→ **Assignment**:
Could you return, exactly as written, only the lines from the one holding "compact like (187,345)." through the final line of the records below?

(Records from a collection)
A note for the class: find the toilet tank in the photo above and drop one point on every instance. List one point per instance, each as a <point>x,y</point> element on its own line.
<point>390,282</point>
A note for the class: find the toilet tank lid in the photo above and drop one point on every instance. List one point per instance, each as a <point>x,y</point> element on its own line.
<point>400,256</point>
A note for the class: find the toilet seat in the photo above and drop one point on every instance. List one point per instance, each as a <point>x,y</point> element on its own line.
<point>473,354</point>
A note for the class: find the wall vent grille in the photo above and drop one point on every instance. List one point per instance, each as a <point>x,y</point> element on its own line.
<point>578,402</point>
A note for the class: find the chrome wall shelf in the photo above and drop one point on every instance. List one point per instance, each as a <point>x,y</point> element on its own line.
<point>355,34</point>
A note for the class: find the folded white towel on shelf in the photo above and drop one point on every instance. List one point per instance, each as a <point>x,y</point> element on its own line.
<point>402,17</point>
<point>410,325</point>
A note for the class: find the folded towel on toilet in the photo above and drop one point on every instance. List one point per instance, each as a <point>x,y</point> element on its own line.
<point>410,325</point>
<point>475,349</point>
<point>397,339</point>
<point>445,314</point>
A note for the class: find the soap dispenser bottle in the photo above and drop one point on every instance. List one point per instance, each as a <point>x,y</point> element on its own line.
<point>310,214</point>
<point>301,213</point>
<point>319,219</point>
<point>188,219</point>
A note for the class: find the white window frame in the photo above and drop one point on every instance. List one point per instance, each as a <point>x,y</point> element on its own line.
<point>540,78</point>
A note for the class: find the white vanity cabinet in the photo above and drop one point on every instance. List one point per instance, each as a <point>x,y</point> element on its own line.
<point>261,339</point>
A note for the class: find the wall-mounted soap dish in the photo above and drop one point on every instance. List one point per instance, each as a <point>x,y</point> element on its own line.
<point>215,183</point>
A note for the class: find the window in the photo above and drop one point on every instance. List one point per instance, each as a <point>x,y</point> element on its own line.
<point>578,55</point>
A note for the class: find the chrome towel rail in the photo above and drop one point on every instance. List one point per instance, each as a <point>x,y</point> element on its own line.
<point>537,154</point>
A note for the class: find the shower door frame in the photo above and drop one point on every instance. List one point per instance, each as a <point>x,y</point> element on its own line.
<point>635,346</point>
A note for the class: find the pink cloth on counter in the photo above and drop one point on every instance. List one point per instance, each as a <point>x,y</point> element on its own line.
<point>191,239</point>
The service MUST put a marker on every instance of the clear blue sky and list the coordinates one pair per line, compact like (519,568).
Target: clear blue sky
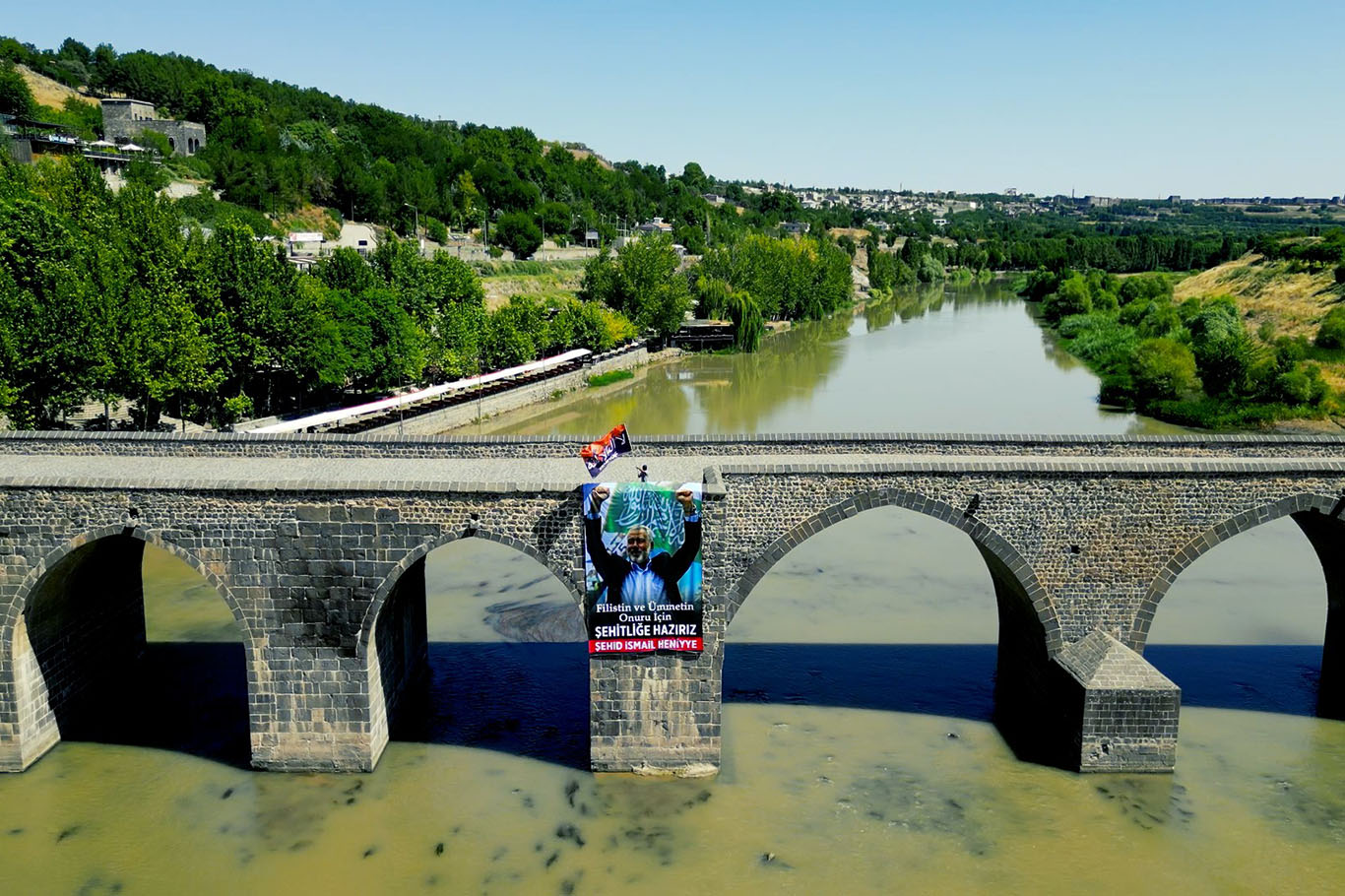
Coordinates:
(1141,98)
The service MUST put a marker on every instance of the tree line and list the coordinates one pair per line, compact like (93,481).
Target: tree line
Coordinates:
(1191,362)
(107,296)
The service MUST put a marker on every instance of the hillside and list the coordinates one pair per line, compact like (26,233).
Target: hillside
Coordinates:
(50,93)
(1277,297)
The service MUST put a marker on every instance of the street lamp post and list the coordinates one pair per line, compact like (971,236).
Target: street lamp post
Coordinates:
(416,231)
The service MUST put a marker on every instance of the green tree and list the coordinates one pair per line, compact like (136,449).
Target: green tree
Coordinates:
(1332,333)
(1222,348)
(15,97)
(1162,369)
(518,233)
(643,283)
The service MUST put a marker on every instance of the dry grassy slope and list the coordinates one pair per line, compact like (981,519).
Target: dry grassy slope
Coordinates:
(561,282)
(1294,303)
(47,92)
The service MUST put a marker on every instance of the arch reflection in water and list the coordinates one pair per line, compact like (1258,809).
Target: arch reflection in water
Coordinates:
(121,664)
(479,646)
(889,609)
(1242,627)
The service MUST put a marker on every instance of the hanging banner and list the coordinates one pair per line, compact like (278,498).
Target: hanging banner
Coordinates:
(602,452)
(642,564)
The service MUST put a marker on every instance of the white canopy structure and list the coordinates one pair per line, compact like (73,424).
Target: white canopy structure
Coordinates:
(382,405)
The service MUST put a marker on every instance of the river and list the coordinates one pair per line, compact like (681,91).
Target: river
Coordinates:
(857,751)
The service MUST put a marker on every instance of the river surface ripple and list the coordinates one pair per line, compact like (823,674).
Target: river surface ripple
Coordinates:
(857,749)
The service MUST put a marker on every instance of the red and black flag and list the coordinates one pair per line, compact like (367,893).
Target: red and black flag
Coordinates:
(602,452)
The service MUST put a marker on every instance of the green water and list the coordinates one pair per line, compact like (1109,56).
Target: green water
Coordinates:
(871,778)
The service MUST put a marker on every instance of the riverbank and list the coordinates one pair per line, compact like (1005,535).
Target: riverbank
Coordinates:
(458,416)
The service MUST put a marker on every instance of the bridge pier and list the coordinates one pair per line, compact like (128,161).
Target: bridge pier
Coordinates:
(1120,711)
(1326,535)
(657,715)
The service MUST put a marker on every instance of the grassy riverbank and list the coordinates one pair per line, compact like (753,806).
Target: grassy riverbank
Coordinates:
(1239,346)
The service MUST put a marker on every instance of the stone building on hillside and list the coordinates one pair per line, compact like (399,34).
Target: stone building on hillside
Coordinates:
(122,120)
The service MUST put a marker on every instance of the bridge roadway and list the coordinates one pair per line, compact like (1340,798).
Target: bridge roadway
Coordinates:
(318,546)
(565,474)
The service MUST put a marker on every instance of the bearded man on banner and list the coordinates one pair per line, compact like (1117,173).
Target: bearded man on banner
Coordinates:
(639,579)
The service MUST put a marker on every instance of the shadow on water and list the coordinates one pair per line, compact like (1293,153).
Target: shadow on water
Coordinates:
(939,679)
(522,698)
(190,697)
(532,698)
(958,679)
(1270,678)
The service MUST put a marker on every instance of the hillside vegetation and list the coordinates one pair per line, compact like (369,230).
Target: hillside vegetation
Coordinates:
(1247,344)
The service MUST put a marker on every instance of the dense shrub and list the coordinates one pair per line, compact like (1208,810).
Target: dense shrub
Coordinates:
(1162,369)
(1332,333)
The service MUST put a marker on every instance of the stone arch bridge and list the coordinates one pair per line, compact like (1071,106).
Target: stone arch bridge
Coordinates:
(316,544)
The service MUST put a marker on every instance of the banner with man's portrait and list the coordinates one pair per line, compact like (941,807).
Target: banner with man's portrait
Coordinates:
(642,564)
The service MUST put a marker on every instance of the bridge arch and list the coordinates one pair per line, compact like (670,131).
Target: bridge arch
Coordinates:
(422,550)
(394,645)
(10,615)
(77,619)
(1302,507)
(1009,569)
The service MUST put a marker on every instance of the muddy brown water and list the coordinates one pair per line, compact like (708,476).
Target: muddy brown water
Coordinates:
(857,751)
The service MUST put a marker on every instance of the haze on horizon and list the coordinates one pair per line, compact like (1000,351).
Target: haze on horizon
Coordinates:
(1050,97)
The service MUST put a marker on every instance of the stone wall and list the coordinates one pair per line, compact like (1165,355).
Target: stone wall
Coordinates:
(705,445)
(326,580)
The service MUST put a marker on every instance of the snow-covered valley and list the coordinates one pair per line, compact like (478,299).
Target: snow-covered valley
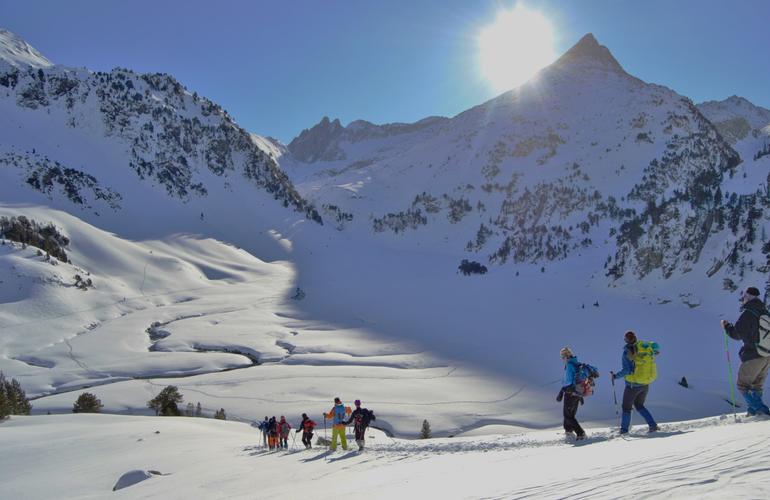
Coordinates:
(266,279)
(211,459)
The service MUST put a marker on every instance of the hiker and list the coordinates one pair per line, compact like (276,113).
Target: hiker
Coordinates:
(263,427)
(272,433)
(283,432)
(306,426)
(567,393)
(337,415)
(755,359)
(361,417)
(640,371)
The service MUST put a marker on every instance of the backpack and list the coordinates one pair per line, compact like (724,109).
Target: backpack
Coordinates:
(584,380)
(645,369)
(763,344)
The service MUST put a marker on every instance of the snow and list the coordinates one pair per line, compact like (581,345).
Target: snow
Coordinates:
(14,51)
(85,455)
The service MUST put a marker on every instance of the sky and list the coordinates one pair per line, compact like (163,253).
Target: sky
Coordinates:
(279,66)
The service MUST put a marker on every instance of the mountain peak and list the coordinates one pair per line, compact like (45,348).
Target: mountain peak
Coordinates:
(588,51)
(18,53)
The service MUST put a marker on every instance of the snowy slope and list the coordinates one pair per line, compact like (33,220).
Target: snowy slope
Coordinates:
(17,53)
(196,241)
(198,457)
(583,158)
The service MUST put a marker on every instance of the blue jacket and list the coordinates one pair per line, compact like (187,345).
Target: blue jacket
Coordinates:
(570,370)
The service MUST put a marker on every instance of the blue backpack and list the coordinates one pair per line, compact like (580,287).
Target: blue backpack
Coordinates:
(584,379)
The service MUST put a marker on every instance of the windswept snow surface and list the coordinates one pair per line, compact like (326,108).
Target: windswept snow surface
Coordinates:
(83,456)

→ **Written answer**:
The service MUST put a marker on every instance of the blue jacket and list the coordinates one pair per line, compact like (187,345).
Target: blue jacket
Coordinates:
(570,370)
The service MUST put a marker on every instance of the blue backpack and list the coordinates one pair per line, compact like (580,287).
Target: blue backpack
Coordinates:
(584,379)
The service MUST put a marker on every instance of the windswept snow surface and list the coordinates one pair per line, compact like (326,108).
Target: windswept snow surface
Coordinates:
(83,456)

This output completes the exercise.